» **TASK LIST**
A – In the court ruling on the Nyeri County Assembly committees, on what date did the judge certify the application as urgent?
B – Pick up the court ruling on the Nyeri County Assembly committees after its last sentence and continue it.

» **ARTICLE**
━━━

Arthur Maina Wachira & 13 others v Clerk, County Assembly of Nyeri & County Assembly of Nyeri [2018] KEHC 7872 (KLR)
Full Case Text
REPUBLIC OF KENYA
IN TH HIGH COURT OF KENYA
AT NYERI
MISCELLANEOUS CIVIL APPLICATION NO. 70 OF 2016
ARTHUR MAINA WACHIRA & 13 OTHERS...................APPLICANTS
-VERSUS-
THE CLERK, COUNTY ASSEMBLY OF NYERI.....1ST RESPONDENT
THE COUNTY ASSEMBLY OF NYERI.....................2ND RESPONDENT
RULING
By a chamber summons dated 24th November, 2016, made under Order 53, Rule 1 and 2of the Civil Procedure Rules, the applicants sought for leave to file an application for the judicial review orders of certiorari and prohibition. The order for certiorari was meant to quash the motion passed apparently by the 2nd respondent, removing the applicants from its various committees and replacing them with other members of the Assembly; the order of prohibition was intended to prohibit the respondents from taking further proceedings or steps with respect to 2nd respondent’s committees.
On 28th November, 2016 I certified the application as urgent but also directed that it should be heard inter partes before any orders are issued. Despite this certification, the application was not heard soon thereafter as initially envisaged mainly because the applicants’ counsel was consistently absent whenever the application came up for hearing.

━━━

» **RECORD SET**
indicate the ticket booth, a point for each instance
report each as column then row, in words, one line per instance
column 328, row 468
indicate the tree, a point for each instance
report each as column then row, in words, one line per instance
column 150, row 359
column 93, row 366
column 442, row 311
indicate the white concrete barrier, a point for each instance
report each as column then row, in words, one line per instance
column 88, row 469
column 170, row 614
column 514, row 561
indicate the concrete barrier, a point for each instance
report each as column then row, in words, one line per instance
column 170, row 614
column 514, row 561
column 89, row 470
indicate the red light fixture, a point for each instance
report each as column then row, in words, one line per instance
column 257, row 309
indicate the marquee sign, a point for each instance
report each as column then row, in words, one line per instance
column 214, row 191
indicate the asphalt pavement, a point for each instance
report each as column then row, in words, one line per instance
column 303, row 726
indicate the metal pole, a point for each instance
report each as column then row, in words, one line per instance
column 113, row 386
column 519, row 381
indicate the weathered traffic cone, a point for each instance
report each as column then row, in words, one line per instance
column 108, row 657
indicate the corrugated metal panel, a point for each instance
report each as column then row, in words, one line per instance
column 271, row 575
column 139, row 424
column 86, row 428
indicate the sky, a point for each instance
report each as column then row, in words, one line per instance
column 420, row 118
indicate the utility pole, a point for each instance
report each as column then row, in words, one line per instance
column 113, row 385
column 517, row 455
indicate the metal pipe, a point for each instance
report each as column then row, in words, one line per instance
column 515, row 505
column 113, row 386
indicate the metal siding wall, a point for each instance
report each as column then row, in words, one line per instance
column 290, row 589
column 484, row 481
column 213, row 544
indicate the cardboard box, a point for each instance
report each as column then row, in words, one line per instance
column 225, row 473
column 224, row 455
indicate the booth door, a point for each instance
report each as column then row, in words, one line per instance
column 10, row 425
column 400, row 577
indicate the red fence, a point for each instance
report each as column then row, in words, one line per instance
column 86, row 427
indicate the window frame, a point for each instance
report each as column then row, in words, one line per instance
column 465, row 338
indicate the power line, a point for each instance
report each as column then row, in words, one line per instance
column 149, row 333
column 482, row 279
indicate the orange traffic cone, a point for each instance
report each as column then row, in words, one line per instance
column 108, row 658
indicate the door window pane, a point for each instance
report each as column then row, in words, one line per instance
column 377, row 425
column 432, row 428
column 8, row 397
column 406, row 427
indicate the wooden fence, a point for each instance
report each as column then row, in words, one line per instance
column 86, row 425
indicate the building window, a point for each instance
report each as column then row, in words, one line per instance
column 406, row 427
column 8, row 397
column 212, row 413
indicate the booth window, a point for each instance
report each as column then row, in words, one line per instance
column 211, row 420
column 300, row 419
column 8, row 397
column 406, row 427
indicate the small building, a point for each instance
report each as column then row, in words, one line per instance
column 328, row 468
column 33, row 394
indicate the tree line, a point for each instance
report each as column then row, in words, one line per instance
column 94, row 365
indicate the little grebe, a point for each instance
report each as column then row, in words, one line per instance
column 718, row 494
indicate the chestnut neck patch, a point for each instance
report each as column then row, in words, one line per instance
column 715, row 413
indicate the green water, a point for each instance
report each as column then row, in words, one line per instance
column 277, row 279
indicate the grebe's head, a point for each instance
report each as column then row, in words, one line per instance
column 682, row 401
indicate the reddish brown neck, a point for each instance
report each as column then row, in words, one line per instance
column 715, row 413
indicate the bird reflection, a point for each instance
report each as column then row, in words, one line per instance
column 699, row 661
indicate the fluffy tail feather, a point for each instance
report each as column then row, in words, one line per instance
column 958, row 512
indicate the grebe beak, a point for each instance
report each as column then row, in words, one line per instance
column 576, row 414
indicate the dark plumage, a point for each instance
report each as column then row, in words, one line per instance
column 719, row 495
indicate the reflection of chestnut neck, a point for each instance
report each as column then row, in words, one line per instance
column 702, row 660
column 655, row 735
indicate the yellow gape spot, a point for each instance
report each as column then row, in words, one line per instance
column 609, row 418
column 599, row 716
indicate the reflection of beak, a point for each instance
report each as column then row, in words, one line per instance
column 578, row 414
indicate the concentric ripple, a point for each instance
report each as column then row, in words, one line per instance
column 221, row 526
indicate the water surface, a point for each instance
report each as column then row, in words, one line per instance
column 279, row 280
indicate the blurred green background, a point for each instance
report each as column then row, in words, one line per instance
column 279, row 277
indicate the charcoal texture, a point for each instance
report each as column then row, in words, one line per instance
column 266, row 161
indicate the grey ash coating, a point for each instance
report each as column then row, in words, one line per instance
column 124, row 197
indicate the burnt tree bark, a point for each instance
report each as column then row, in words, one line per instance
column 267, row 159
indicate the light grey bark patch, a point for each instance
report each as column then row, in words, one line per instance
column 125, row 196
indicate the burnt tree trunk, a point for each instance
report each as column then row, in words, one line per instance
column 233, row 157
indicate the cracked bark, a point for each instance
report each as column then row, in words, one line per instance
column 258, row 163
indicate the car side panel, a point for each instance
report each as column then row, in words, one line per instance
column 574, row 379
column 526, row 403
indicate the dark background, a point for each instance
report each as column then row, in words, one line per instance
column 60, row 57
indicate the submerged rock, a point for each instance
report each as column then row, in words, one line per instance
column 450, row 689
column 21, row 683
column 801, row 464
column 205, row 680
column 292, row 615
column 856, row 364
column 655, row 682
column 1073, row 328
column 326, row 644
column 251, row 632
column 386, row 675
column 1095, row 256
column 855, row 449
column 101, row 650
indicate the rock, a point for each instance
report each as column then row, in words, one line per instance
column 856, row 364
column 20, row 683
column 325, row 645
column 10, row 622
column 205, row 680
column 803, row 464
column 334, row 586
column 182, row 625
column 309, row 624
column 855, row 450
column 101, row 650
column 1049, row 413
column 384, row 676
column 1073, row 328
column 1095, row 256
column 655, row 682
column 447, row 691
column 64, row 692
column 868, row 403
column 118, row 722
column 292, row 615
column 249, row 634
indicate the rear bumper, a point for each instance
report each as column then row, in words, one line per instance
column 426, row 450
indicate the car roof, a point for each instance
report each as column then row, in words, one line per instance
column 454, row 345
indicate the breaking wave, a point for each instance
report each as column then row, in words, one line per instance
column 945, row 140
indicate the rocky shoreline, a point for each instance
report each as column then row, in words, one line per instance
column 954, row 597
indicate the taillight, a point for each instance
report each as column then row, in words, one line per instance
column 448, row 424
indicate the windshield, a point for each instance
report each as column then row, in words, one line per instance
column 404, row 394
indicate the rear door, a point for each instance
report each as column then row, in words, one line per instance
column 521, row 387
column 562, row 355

━━━

» **ANSWERS BELOW**
A – 28th November, 2016

B –
Parties eventually filed agreed to have the application disposed of by of written submissions; the applicant’s submissions were duly filed on 28th March, 2017 but it was not until the 29th June, 2017 that the respondents filed theirs.
By the time the application was mentioned in court again on 2nd October, 2017 the General elections had been held; to be specific, these elections were held on 8th August, 2017.
Though no affidavit was sworn to that extent, it is quite probable that some of or all the applicants may have lost their seats in the general elections and therefore they could not be constituted as members of the 2nd respondent’s committees. The election of the 2nd Assembly of the County of Nyeri must have brought with it new members who may have, by now, been constituted as members of the committees that the applicants sought to be part of.
In any case, even if it was to be assumed that the members of the current Assembly are the same members that were in the previous Assembly, there is no evidence that the current membership of the Assembly’s Committees is as it was in the previous Assembly and therefore the applicants’ grievances still subsist.
In a nutshell, the substratum of the applicants’ suit doesn’t exist. In the absence of any evidence to the contrary the applicant’s themselves may not only have lost the capacity to sue as Members of the County Assembly but also the membership of the Committees by which they were aggrieved may have drastically changed. Simply put, in its present form, the suit has been overtaken by events.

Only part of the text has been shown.